11. Learned counsel for the petitioner submitted that the petitioner has lost her job on account of the conviction entered against her by the trial court and she could not also now get any other employment for that reason. It is submitted that the petitioner has got no means of livelihood now.
12. In K.C.Sareen v. C.B.I : AIR 2001 SC 3320, the question arose whether conviction against a public servant for an offence under the PC Act can be stayed or suspended on the ground that the conviction would adversely affect the career prospects of the convicted person. The Apex Court summarized the legal position on this point as follows:
“The legal position, therefore, is this : Though the power to suspend an order of conviction, apart from the order of sentence, is not alien to Section 389(1) of the Code, its exercise should be limited to very exceptional cases. Merely because the convicted person files an appeal in challenge of the conviction the Court should not suspend the operation of the order of conviction. The Court has a duty to look at all aspects including the ramifications of keeping such conviction in abeyance. It is in the light of the above legal position that we have to examine the question as to what should be the position when a public servant is convicted of an offence under the PC Act. No doubt when the appellate Court admits the appeal filed in challenge of the conviction and sentence for the offence under the PC Act, the superior Court should normally suspend the sentence of imprisonment until disposal of the appeal, because refusal thereof would render the very appeal otiose unless such appeal could be heard soon after the filing of the appeal. But suspension of conviction of the offence under the PC Act, dehors the sentence of imprisonment as a sequel thereto, is a different matter”.

THE TASKS:
[1] Copy out the whole passage on suspending a conviction, word for word.
[2] Write out the records again with "t-shirt" changed to "shirt" and nothing else altered, beginning at the first line of the records and stopping after the line that contains "[557,176,699,305]". Give only those lines.
The passage and the records come from unrelated sources.

WORKING DATA:
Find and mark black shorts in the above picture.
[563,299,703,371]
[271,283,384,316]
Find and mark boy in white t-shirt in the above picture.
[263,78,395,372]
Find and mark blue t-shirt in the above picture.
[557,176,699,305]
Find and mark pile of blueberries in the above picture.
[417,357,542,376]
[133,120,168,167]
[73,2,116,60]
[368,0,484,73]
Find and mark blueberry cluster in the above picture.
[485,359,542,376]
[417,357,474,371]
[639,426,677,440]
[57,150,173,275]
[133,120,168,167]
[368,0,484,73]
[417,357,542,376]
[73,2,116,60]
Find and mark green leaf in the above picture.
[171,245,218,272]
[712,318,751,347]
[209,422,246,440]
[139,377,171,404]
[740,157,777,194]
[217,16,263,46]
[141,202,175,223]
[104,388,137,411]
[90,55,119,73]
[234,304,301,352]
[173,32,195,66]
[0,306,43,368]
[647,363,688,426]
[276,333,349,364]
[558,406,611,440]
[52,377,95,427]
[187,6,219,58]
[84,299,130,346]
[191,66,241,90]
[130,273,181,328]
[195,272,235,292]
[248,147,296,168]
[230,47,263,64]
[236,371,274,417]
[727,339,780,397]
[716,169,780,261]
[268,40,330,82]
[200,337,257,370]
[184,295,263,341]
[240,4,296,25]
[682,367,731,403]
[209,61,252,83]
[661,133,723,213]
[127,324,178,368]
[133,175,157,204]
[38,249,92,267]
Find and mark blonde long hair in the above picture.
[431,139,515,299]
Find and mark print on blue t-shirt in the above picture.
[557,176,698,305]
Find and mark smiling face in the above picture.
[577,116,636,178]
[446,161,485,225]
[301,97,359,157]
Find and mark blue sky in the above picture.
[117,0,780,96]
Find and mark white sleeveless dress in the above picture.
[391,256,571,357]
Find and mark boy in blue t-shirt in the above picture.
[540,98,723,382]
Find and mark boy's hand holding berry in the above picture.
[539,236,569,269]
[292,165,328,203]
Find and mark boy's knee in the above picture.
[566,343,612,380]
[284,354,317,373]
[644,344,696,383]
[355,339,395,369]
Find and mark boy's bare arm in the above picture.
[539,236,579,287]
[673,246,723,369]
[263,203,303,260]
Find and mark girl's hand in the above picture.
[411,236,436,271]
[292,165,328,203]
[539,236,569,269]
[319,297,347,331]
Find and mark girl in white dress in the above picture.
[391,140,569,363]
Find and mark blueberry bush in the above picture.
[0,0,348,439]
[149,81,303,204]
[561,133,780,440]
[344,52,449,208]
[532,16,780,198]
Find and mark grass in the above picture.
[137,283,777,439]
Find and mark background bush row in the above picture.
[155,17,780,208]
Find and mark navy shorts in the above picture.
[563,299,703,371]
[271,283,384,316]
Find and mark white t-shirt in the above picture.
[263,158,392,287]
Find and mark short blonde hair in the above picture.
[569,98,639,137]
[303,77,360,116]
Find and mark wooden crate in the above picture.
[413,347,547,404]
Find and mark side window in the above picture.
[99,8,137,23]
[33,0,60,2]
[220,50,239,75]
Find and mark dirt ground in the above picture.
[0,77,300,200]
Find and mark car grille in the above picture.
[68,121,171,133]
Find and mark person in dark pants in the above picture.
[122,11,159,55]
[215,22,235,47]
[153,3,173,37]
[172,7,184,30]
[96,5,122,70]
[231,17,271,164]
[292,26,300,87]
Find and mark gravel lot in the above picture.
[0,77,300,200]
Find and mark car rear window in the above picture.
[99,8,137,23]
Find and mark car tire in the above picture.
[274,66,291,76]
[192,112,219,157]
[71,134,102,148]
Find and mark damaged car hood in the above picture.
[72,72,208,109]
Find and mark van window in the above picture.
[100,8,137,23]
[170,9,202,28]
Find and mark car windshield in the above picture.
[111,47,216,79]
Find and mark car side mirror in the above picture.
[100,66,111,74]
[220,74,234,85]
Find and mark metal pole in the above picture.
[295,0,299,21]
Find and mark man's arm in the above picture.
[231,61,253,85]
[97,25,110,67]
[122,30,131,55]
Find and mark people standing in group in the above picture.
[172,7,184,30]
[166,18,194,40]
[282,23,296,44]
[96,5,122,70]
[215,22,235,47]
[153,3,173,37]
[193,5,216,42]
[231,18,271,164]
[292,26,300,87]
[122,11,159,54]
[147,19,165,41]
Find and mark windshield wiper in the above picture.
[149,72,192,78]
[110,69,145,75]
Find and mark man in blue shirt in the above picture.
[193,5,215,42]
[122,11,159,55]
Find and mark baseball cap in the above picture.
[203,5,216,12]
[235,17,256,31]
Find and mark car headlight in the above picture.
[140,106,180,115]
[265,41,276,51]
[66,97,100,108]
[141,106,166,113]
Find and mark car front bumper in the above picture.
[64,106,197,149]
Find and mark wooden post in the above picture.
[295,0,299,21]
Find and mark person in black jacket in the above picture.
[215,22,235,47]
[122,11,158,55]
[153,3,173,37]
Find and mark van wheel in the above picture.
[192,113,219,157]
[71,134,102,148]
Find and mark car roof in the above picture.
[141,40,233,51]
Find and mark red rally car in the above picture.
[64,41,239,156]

SOLUTIONS TO EACH TASK:
[1]
11. Learned counsel for the petitioner submitted that the petitioner has lost her job on account of the conviction entered against her by the trial court and she could not also now get any other employment for that reason. It is submitted that the petitioner has got no means of livelihood now.
12. In K.C.Sareen v. C.B.I : AIR 2001 SC 3320, the question arose whether conviction against a public servant for an offence under the PC Act can be stayed or suspended on the ground that the conviction would adversely affect the career prospects of the convicted person. The Apex Court summarized the legal position on this point as follows:
“The legal position, therefore, is this : Though the power to suspend an order of conviction, apart from the order of sentence, is not alien to Section 389(1) of the Code, its exercise should be limited to very exceptional cases. Merely because the convicted person files an appeal in challenge of the conviction the Court should not suspend the operation of the order of conviction. The Court has a duty to look at all aspects including the ramifications of keeping such conviction in abeyance. It is in the light of the above legal position that we have to examine the question as to what should be the position when a public servant is convicted of an offence under the PC Act. No doubt when the appellate Court admits the appeal filed in challenge of the conviction and sentence for the offence under the PC Act, the superior Court should normally suspend the sentence of imprisonment until disposal of the appeal, because refusal thereof would render the very appeal otiose unless such appeal could be heard soon after the filing of the appeal. But suspension of conviction of the offence under the PC Act, dehors the sentence of imprisonment as a sequel thereto, is a different matter”.

[2]
Find and mark black shorts in the above picture.
[563,299,703,371]
[271,283,384,316]
Find and mark boy in white shirt in the above picture.
[263,78,395,372]
Find and mark blue shirt in the above picture.
[557,176,699,305]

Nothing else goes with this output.